**Set problem**
Format the data from the line containing "Locate the green" through the end of the data as a Markdown table with the columns "Row" and "Text", giving each line a row number and leaving out blank lines.

## Start

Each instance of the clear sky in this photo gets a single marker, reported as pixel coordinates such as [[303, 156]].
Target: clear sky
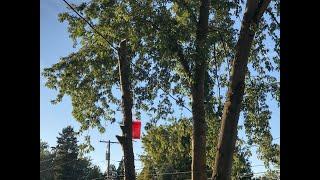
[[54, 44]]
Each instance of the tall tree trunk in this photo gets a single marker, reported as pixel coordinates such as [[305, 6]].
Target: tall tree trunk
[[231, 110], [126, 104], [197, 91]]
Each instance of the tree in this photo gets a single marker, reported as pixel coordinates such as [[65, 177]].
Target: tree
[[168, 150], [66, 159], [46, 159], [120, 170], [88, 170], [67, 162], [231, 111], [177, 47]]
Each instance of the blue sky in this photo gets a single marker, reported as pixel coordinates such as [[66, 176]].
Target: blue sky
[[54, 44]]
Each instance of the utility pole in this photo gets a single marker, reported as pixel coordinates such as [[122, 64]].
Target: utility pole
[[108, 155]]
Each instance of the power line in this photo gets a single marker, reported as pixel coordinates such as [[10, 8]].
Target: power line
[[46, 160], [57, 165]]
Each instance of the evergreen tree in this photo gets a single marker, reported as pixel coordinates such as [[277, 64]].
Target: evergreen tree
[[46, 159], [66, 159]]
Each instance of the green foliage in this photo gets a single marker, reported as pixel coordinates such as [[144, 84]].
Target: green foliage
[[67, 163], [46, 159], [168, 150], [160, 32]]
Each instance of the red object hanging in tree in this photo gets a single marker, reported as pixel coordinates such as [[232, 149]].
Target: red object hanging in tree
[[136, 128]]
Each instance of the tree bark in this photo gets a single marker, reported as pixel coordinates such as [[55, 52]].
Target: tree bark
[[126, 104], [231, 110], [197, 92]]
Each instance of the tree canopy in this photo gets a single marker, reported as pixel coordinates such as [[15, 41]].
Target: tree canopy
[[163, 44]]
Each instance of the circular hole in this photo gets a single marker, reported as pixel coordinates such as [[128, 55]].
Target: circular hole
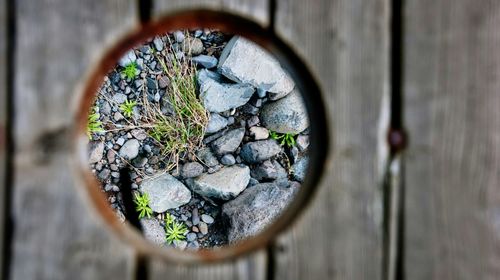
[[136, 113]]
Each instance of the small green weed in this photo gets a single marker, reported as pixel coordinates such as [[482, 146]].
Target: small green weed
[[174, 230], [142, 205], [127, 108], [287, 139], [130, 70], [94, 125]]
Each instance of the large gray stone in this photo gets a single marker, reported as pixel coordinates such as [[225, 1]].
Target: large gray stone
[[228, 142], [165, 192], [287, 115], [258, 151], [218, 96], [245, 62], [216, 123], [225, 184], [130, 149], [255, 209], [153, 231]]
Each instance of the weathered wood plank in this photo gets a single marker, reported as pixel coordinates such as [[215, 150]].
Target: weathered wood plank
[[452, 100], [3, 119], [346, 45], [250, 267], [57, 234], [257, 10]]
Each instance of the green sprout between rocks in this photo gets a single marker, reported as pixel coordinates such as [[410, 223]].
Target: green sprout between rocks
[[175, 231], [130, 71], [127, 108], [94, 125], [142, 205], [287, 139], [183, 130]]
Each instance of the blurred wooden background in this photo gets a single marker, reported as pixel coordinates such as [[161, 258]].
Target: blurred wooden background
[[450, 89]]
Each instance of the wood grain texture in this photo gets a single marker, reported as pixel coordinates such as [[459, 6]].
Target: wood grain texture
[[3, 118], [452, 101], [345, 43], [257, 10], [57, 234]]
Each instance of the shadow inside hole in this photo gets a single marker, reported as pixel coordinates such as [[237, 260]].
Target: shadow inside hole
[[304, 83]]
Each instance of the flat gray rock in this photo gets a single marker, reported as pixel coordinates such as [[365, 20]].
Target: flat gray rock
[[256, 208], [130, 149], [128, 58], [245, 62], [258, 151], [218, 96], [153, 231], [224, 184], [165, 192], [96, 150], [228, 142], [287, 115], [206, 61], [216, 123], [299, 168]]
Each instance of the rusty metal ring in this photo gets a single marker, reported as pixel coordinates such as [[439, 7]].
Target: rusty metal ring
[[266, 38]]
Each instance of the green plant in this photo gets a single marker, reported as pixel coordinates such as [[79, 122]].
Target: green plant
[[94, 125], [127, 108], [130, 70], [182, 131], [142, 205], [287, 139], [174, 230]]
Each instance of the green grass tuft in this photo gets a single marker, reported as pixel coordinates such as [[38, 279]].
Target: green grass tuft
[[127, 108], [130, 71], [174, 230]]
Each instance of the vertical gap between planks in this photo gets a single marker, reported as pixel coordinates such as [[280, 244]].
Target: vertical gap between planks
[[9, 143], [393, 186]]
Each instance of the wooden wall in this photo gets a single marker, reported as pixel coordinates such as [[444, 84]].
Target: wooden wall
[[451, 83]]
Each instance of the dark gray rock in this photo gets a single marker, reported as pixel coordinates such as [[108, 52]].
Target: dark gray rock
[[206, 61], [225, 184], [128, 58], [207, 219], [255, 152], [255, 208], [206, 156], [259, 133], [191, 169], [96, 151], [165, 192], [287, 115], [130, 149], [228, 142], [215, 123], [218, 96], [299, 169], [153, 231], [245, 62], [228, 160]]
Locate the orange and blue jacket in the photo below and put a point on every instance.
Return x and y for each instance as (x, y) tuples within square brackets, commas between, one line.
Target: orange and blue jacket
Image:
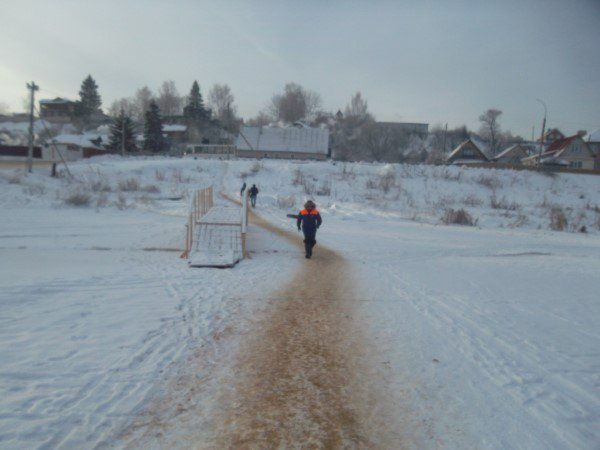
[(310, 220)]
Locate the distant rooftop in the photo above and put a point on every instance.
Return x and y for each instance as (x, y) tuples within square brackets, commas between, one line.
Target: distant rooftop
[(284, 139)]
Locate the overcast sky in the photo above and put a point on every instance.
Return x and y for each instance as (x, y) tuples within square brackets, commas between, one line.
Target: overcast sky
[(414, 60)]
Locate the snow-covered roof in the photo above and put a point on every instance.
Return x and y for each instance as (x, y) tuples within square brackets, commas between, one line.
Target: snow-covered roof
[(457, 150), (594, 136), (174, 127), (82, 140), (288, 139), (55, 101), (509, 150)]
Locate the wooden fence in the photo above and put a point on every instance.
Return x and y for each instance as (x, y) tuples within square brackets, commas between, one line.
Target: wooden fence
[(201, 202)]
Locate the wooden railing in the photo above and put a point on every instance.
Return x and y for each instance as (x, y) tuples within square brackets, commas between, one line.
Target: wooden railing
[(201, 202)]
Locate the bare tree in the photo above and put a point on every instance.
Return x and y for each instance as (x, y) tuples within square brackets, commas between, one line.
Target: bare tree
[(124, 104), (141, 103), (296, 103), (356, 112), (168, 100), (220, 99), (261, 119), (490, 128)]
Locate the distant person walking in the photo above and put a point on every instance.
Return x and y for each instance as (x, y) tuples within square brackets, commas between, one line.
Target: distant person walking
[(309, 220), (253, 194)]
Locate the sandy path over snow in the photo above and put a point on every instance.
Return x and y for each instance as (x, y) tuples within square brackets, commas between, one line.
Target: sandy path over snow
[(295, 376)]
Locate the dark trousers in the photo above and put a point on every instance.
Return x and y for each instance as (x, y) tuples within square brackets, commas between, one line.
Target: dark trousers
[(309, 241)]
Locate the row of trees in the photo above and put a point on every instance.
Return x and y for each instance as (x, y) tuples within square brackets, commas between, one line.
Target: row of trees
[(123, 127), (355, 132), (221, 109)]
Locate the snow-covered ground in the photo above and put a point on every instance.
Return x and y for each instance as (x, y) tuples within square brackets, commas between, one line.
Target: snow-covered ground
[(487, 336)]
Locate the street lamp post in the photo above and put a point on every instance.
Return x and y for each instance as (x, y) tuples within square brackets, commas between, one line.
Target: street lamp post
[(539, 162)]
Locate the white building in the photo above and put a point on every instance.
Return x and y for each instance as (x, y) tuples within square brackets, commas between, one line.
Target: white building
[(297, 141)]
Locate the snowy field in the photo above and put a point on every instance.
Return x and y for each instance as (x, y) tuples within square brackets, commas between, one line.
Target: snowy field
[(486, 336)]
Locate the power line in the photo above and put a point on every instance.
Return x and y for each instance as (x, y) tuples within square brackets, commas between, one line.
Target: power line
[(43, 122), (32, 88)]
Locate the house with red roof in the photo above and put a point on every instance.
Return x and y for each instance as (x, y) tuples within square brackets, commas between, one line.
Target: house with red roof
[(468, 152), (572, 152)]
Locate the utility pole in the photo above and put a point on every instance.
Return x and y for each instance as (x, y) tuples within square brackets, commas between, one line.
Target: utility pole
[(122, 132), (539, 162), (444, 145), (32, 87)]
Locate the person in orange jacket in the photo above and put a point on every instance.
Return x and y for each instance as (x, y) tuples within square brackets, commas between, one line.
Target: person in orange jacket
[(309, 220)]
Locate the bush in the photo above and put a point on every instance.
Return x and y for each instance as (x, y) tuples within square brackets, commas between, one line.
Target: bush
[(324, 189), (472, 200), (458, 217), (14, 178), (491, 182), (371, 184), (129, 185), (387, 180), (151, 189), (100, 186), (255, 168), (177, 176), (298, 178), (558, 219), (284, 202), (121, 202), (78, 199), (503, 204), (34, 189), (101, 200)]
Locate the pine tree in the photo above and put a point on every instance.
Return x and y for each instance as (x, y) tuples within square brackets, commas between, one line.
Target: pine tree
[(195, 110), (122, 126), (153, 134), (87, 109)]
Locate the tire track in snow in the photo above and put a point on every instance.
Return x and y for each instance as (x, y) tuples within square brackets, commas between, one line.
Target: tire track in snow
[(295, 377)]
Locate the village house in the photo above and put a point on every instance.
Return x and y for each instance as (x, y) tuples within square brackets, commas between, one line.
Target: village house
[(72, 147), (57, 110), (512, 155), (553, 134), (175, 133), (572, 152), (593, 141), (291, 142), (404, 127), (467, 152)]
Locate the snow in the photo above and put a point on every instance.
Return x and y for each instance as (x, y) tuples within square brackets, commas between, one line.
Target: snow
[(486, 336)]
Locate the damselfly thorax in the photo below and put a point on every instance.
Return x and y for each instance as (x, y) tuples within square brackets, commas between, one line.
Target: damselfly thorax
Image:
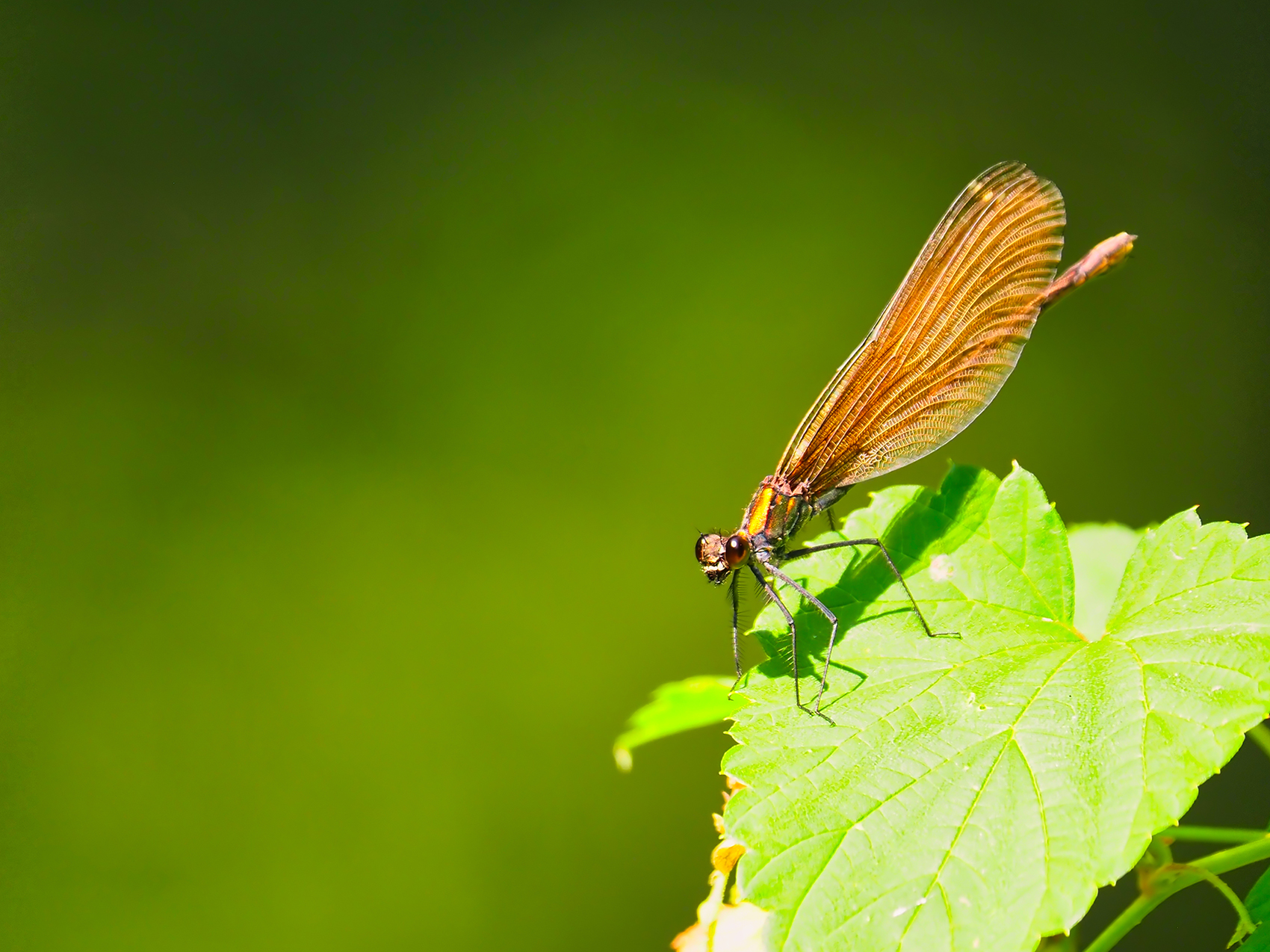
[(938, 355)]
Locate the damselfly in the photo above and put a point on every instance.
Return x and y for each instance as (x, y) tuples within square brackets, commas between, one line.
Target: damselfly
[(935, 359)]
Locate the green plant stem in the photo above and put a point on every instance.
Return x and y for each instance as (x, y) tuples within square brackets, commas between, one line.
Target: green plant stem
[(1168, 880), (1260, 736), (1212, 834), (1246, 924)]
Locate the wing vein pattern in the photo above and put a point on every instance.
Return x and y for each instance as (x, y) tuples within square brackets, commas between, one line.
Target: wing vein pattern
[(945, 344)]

## End

**In response**
| Row | Text |
|---|---|
| 1 | Locate the green plant stem in the photo above and put a point on every instance. |
| 2 | Return x and y for each instance as (x, y) tuples within square brackets, commas between, one line. |
| 3 | Target: green plant stem |
| 4 | [(1168, 880), (1260, 736), (1212, 834), (1246, 924)] |
| 5 | Locate the wing vein pattern in the photo above and put a point on every instance. |
| 6 | Return x and y for each instance as (x, y) tuples within square brackets, commas between, one line. |
| 7 | Target: wing vein pattern |
| 8 | [(945, 344)] |